Rewrite the stretch of the value iteration assignment below from "- Similar to" through "value is -1.", swapping each "robot" for "agent".

[[ Study text open ]]

The task here is to implement the value iteration planning algorithm. The environment is a simple grid-based world which is simulated in ROS through a node called gridsim. The agent who lives in this world can move to one of the 8 adjacent cells in the grid, as long as the map does not indicate that the destination cell is an obstacle.
Download the following zip file which contains all necessary components:
Copy value_it_template.py to value_it.py. Your job is to fill in the value_it method in value_it.py.
For Task 1 (but not Task 2) you can make the assumption that the movement of the robot is deterministic. This means that in any state x_i when an action u is taken, only one new state x_j is possible.
You can use the payoff function suggested in the class notes for value iteration. However, instead of using a payoff of -1 for any single movement, you should use -sqrt(2) for diagonal movements (think about why).
To test your code execute the following: roslaunch a5_value_it office.launch. Take a look at the launch file to see what is going on. The following nodes are created:
- The simulator, gridsim.py
- The map server, map_server, which is used to provide access to the map to the other nodes
- A Planner object, defined in planner.py. The Planner will call your value_it function
Once the launch file is executed you should see the map, overlaid with a green square indicating the agent’s position. Nothing will happen until a goal position is selected. Click on the “2D Nav Goal” button then click somewhere within the map (this tool allows a pose to be selected, but our agents have no orientation, so the selected direction is ignored). If you uncomment the starter code provided for value_it then you will see a random value function superimposed over the map in blue. You should also see randomly oriented arrows which are intended to show the control policy. The agent may make a few movements. However, since the control policy is random, we cannot expect much to happen.
Once your implementation is complete run the launch file again and you should hopefully see a sensible value function and control policy.
Your code should complete in a timely manner. Implement some maximum number of iterations, but you should also check for convergence. Convergence means that the maximum change in the value function has fallen below some threshold value. Experiment to achieve reasonable performance (e.g. 5 seconds from the time the “2D Nav Goal” is set to the formation of the plan).
- Use gamma = 0.999
- The data stored in occupancy_grid is a one-dimensional list that holds two-dimensional data. This data is stored in row-major order which means that it is filled row-by-row. To access column i, row j, do the following:
occupancy_grid.data[width * j + i]
where width is defined as follows:
width = occupancy_grid.info.width
The occupancy grid contains 0 for free space, 100 for obstacles, and -1 for ice (see task 2).
- Similar to the Bayes Filter assignment, when updating the value function you will need to make use of a temporary array to avoid modifying the values array while reading it.
Expand on your solution to handle a probabilistic motion model. Motion will be deterministic unless the robot is on an icey surface. On an icey surface the robot goes in its intended direction 50% of the time. The other 50% of the time it will go in a different randomly selected direction (but will not stand still). On a non-icey surface the robot goes in its intended direction 100% of the time (just as in task 1). Note that iciness is indicated when the occupancy grid’s value is -1.
Test your code by launching icey.launch. You should be able to demonstrate that the algorithm tends to avoid icey patches where possible. Also, it should be demonstrated to move through a small icey patch, but to avoid a larger patch.
Submit value_it.py via D2L by 9:00 on Wednesday July 18. Demonstrate it with Rory during your assigned time slot on July 18.

[[ Study text closed ]]
[[ Data open ]]

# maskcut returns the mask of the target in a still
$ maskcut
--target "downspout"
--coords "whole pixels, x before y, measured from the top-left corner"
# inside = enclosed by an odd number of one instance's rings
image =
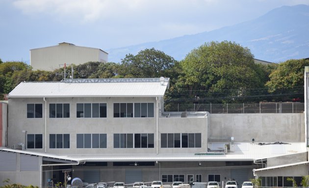
[[[47,140],[47,136],[46,135],[46,134],[47,134],[47,113],[46,112],[47,110],[47,101],[46,101],[46,99],[45,98],[45,97],[43,97],[43,100],[45,102],[45,127],[44,127],[44,130],[45,132],[45,141],[44,141],[44,148],[45,149],[45,153],[46,153],[47,152],[47,143],[46,143]]]
[[[156,100],[156,154],[157,155],[159,153],[159,136],[158,134],[159,134],[158,131],[158,125],[159,125],[159,104],[158,101],[158,97],[155,97],[155,100]]]
[[[42,160],[43,161],[43,160]],[[83,161],[83,163],[84,163],[84,164],[85,163],[85,161]],[[63,166],[63,165],[78,165],[79,164],[80,162],[79,161],[77,161],[77,163],[61,163],[61,164],[41,164],[40,166],[40,188],[43,188],[44,187],[43,187],[43,176],[42,174],[42,171],[43,171],[43,166]]]

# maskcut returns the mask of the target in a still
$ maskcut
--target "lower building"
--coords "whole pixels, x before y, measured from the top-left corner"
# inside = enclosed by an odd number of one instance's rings
[[[23,82],[9,94],[0,181],[207,182],[308,175],[305,115],[168,112],[169,80]],[[31,88],[29,90],[29,88]],[[68,183],[72,183],[72,180]]]

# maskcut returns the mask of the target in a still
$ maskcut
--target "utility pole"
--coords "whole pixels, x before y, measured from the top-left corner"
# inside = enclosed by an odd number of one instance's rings
[[[67,187],[67,182],[68,182],[68,180],[69,181],[71,180],[71,177],[70,177],[70,175],[69,175],[69,174],[70,173],[70,172],[72,171],[72,168],[64,169],[62,170],[62,172],[64,173],[64,185],[65,188]]]

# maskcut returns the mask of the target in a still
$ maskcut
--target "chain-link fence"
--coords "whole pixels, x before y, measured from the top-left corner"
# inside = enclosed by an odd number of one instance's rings
[[[260,103],[169,104],[169,112],[208,112],[210,114],[302,113],[301,102],[265,102]]]

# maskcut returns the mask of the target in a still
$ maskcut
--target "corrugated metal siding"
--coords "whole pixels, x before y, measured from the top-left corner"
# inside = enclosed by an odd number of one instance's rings
[[[100,52],[102,51],[99,48],[62,44],[31,49],[30,63],[34,70],[53,70],[64,63],[78,65],[90,61],[100,61]],[[107,57],[104,60],[107,61]]]
[[[237,181],[238,188],[241,188],[241,185],[244,182],[250,181],[248,179],[248,169],[246,168],[232,169],[231,170],[231,177]]]
[[[126,170],[126,184],[143,181],[142,170]]]
[[[21,171],[39,170],[39,157],[21,155]]]
[[[0,171],[16,171],[16,153],[0,152]]]

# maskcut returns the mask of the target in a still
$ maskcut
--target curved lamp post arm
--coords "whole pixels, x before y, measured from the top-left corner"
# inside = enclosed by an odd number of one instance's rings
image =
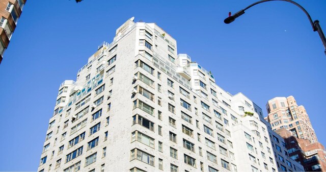
[[[247,7],[246,7],[244,9],[241,10],[240,11],[239,11],[238,12],[237,12],[237,13],[236,13],[235,14],[234,14],[233,15],[230,16],[229,17],[226,18],[224,20],[224,22],[226,24],[229,24],[232,22],[233,22],[233,21],[234,21],[235,20],[235,19],[237,17],[238,17],[239,16],[240,16],[240,15],[244,14],[244,11],[248,9],[249,8],[250,8],[250,7],[257,5],[258,4],[260,4],[260,3],[264,3],[264,2],[268,2],[268,1],[285,1],[285,2],[287,2],[290,3],[292,3],[295,5],[296,5],[296,6],[297,6],[298,7],[299,7],[301,10],[302,10],[302,11],[303,11],[306,14],[306,15],[307,15],[307,16],[308,17],[308,19],[309,20],[309,22],[310,22],[310,24],[311,24],[311,27],[312,27],[312,29],[314,31],[314,32],[317,31],[318,33],[318,34],[319,35],[319,37],[320,37],[320,39],[321,39],[321,42],[322,42],[322,44],[324,46],[324,47],[325,48],[325,54],[326,55],[326,38],[325,38],[325,35],[324,35],[323,33],[322,32],[322,30],[321,30],[321,28],[320,27],[320,26],[319,25],[319,21],[317,20],[315,20],[314,21],[312,21],[312,19],[311,19],[311,17],[310,17],[310,15],[309,15],[309,14],[308,13],[308,12],[307,12],[307,11],[303,8],[302,7],[301,5],[300,5],[298,4],[291,1],[291,0],[262,0],[260,1],[258,1],[257,2]]]

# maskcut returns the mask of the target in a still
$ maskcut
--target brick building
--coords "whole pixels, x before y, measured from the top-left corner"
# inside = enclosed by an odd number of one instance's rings
[[[0,64],[25,3],[26,0],[0,1]]]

[[ Data closed ]]

#### [Task result]
- Similar to the Bayes Filter assignment, when updating the value function you will need to make use of a temporary array to avoid modifying the values array while reading it.
Expand on your solution to handle a probabilistic motion model. Motion will be deterministic unless the agent is on an icey surface. On an icey surface the agent goes in its intended direction 50% of the time. The other 50% of the time it will go in a different randomly selected direction (but will not stand still). On a non-icey surface the agent goes in its intended direction 100% of the time (just as in task 1). Note that iciness is indicated when the occupancy grid’s value is -1.